- **EXERCISE REQUIREMENTS**
Leaving out the pictures, output each record exactly as it stands.

[DATA FOR PROCESSING]

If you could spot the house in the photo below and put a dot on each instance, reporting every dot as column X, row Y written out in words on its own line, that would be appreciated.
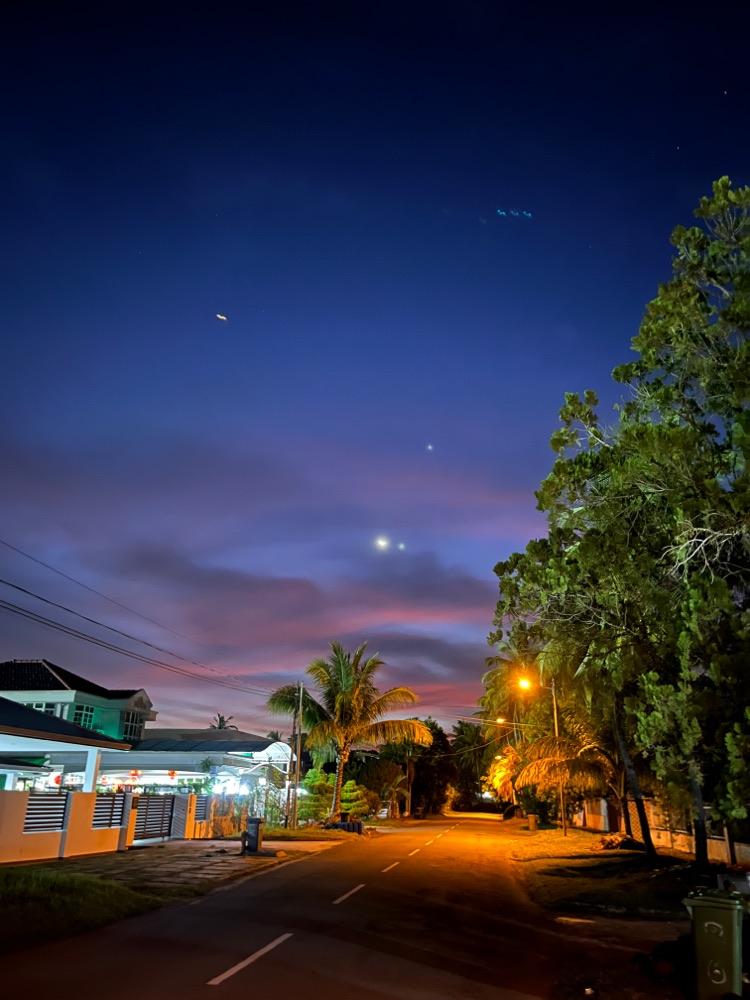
column 29, row 738
column 57, row 692
column 161, row 761
column 167, row 760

[/DATA FOR PROCESSING]

- **TASK OUTPUT**
If you could spot the house in the photo below and put a dot on each instance, reporting every dot as column X, row Y written out in words on its own line, that would be appreciated.
column 29, row 738
column 57, row 692
column 161, row 761
column 167, row 760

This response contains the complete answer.